We also had an inexpensive lunch after touring the Dole Plantation. It's cafeteria style food but, the pineapple chili hot dogs were interesting (and actually tasty). If you're up by the north shore the Dole plantation also has clean bathrooms if you need a potty stop along the way. If you're thinking about bringing pineapples home, dont' worry about buying them at the Dole Plantation. They sell plenty of them already boxed up at the airport. Just keep in mind you carry on limitations. If you do buy pineapples at the Dole Plantation and want to take them home, save your receipt. The inspectors at the airport may want to see it and it can get you through the pineapple inspection a little faster. In our case, they never asked for it and just waved us through.


----------



## HatTrick (Jun 8, 2009)

dougp26364 said:


> While it might be considered a tourist trip, we enjoyed the luau right there at HHV. They have it two nights a week, the entertainment was good and we both enjoyed the food.



It's now five nights a week.


----------



## linsj (Jun 8, 2009)

Duke's is good, reasonably priced, with a view of the beach. 

Inexpensive and view are generally oxymorons in Hawaii. For more inexpensive food, there's a huge food court and other restaurants in the Ala Moana mall within walking distance. There are lots of restaurants in all price ranges in the area around the Royal Hawaiian Shopping Center, which is also within walking distance.


----------



## linsj (Jun 8, 2009)

HatTrick said:


> It's now five nights a week.



And now on top of the convention center instead of the lawn by the Lagoon Tower.


----------



## danb (Jun 8, 2009)

*HHV Food*

Has anyone been to the new tropics cafe on the beach in the HHV? They were building it when we were there in Dec. and were scheduled to open in April. It was supposed to have fire pits and live entertainment. It sounded like a nice place for a casual lunch or dinner. It was supposed to compete with Dukes. 
It addition there is a IHOP across the street and a MacDonalds. Across from the Mcdonalds is a larger ABC store that has a larger food selection. It is like a mini supermarket. They had frozen steaks and roasts as well as most vegatables. Next to the Prince hotel is a Red Lobster and a Outback. Across from the marina is a Bar/Rest that had a great cheap breakfast. It is called the Harborview. Lots of locals go there. Lots of nice places if you just walk around. 
Looking forward to our trip 32 days and counting


----------



## jehb2 (Jun 8, 2009)

The food court at Ala Moana shopping center.


----------



## dougp26364 (Jun 8, 2009)
- - - - - - -
» Challenge 1:
Answer these questions from the forum thread on Hawaii dining.
(a) How many nights a week is the luau held now?
(b) Where is the luau held now instead of the lawn by the Lagoon Tower?
(c) What is the name of the bar/restaurant across from the marina that had a great cheap breakfast?
» Challenge 2: Transcribe the forum thread on Hawaii dining, starting with "## danb (Jun" and going on through "jehb2 (Jun 8, 2009)".
The records play no part in this work.

Spatial annotation records:
- - - - - - -
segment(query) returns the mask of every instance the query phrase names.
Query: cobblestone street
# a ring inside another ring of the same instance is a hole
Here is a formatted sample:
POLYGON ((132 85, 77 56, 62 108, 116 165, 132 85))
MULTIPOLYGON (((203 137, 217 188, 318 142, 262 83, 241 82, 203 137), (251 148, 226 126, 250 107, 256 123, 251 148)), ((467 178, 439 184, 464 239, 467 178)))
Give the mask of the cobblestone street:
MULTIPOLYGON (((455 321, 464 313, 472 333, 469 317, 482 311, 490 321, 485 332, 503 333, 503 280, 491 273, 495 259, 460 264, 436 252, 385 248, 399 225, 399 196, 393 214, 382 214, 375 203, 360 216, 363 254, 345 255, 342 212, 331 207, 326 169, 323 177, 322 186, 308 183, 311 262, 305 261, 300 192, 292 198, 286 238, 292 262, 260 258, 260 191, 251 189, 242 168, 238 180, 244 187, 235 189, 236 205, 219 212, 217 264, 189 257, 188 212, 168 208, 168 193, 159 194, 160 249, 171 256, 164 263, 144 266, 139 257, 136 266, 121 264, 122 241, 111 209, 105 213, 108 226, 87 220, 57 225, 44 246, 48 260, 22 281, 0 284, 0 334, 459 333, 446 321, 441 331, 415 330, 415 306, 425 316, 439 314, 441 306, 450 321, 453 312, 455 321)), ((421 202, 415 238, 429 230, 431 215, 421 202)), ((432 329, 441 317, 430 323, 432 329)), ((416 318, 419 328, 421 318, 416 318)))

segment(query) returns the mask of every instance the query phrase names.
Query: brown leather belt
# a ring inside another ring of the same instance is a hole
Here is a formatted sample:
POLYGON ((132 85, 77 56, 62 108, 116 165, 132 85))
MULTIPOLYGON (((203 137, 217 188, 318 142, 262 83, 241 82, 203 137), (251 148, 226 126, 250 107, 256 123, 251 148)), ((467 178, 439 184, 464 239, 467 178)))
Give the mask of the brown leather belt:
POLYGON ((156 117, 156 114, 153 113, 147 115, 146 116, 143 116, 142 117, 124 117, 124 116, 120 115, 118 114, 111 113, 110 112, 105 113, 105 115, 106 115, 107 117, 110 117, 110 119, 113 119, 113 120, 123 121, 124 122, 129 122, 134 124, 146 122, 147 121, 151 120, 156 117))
- - - - - - -
» Worked answer 1:
(a) Five nights a week.
(b) On top of the convention center.
(c) The Harborview.

» Worked answer 2:
## danb (Jun 8, 2009)

*HHV Food*

Has anyone been to the new tropics cafe on the beach in the HHV? They were building it when we were there in Dec. and were scheduled to open in April. It was supposed to have fire pits and live entertainment. It sounded like a nice place for a casual lunch or dinner. It was supposed to compete with Dukes. 
It addition there is a IHOP across the street and a MacDonalds. Across from the Mcdonalds is a larger ABC store that has a larger food selection. It is like a mini supermarket. They had frozen steaks and roasts as well as most vegatables. Next to the Prince hotel is a Red Lobster and a Outback. Across from the marina is a Bar/Rest that had a great cheap breakfast. It is called the Harborview. Lots of locals go there. Lots of nice places if you just walk around. 
Looking forward to our trip 32 days and counting


----------



## jehb2 (Jun 8, 2009)